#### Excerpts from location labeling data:
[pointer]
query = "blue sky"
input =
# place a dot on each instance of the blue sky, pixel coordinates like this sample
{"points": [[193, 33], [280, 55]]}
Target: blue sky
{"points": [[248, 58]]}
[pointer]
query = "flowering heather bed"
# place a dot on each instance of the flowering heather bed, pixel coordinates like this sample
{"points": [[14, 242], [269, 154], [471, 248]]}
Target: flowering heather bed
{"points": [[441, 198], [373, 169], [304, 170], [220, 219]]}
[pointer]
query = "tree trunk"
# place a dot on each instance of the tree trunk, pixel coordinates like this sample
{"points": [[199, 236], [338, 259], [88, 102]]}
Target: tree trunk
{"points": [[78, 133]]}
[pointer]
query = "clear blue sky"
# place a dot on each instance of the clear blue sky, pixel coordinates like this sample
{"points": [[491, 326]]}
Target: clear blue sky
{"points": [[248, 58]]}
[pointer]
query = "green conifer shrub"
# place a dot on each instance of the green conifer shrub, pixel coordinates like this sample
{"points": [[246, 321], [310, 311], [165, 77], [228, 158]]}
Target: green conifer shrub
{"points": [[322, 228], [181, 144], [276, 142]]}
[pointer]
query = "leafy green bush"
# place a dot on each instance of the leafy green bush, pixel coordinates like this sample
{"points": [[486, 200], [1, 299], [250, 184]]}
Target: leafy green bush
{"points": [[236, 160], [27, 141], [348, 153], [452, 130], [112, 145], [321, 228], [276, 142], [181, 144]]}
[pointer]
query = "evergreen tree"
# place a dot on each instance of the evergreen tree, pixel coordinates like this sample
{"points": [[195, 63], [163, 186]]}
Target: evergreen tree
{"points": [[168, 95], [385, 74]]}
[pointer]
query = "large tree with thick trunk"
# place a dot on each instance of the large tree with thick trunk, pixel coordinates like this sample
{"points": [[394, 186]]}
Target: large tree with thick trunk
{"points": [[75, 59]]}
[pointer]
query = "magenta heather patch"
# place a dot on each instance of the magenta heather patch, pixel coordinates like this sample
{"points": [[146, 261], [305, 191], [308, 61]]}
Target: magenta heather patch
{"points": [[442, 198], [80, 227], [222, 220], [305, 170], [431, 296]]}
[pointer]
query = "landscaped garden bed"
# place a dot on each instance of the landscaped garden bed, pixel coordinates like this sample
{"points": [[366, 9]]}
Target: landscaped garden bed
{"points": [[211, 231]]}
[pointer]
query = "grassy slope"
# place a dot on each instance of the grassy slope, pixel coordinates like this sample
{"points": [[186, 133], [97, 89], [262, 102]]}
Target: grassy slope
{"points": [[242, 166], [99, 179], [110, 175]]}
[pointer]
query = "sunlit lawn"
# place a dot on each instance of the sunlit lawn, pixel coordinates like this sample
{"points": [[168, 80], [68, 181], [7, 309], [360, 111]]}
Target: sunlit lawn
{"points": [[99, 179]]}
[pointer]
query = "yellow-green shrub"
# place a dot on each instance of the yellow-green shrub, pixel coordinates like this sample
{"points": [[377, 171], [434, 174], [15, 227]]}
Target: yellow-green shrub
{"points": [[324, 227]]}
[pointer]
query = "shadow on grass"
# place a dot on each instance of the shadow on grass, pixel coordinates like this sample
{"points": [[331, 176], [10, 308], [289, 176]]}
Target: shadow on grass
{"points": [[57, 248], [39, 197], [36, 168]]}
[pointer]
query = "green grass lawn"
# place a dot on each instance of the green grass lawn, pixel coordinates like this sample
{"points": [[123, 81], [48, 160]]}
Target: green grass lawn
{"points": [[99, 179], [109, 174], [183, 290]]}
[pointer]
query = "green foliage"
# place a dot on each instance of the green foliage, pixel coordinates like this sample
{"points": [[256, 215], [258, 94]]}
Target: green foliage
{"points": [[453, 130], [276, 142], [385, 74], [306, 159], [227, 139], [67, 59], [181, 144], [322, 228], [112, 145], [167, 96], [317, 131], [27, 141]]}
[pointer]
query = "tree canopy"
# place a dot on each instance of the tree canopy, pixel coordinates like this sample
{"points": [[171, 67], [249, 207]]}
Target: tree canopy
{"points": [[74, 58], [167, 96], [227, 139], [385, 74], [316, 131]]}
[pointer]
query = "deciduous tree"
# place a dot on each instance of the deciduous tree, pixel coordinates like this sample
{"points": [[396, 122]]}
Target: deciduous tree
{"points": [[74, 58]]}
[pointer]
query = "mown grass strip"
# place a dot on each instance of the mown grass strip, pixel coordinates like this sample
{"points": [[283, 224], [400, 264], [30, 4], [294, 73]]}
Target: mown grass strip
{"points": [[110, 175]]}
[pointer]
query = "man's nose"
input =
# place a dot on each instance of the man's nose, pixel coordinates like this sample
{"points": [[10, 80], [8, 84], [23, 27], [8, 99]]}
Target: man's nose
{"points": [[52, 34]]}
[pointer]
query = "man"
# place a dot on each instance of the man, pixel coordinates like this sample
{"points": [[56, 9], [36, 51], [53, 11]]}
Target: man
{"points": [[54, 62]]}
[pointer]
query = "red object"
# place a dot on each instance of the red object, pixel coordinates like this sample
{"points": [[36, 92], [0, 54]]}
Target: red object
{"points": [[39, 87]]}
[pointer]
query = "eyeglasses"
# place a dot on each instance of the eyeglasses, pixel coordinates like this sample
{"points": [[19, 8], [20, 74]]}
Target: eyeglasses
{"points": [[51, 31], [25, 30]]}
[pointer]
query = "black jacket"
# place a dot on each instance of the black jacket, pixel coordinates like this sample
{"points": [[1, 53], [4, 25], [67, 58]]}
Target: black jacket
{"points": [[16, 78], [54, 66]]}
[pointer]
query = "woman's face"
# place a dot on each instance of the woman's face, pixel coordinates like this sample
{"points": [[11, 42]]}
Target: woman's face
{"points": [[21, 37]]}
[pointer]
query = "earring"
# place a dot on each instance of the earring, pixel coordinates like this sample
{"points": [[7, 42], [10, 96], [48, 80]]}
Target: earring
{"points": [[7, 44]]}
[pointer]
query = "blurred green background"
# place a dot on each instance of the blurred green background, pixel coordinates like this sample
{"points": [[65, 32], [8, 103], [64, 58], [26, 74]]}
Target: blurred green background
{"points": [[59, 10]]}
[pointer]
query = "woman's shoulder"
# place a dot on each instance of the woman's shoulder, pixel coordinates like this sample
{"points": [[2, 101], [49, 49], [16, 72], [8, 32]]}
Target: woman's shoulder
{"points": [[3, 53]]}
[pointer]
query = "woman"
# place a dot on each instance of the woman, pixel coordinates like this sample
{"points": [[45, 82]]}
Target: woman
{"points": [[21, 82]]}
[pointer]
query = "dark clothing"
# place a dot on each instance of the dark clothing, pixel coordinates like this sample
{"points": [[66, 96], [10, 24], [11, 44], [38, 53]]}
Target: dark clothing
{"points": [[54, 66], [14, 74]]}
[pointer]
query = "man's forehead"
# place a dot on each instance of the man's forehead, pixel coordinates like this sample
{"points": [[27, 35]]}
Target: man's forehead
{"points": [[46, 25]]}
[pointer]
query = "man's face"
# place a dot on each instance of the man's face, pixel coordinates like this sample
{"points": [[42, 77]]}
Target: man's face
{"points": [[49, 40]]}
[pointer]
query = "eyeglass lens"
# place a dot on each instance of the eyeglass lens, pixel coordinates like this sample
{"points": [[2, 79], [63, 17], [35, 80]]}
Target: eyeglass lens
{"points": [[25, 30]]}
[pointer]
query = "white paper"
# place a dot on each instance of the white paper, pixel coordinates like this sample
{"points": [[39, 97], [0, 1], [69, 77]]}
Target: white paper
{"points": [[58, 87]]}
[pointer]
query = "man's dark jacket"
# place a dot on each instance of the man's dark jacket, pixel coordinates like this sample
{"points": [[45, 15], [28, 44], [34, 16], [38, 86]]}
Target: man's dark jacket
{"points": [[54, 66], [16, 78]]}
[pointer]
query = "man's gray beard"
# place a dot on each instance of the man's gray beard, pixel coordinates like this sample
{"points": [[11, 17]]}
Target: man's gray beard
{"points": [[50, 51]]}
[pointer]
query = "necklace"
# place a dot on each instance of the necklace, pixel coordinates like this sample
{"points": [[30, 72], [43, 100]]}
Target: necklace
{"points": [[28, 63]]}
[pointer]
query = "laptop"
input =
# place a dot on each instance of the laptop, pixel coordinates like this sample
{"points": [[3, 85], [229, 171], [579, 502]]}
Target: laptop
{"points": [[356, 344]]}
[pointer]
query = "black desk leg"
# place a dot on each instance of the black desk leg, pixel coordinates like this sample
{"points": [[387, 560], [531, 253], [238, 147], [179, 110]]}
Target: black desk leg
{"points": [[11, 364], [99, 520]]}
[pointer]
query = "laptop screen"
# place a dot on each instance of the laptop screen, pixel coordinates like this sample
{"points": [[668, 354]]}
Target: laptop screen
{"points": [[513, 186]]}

#### Aim:
Return every line of the items that contains the word "screen".

#### Solution for this exercise:
query = "laptop screen"
# place a dot on each instance of the laptop screen, pixel coordinates like this sample
Target: laptop screen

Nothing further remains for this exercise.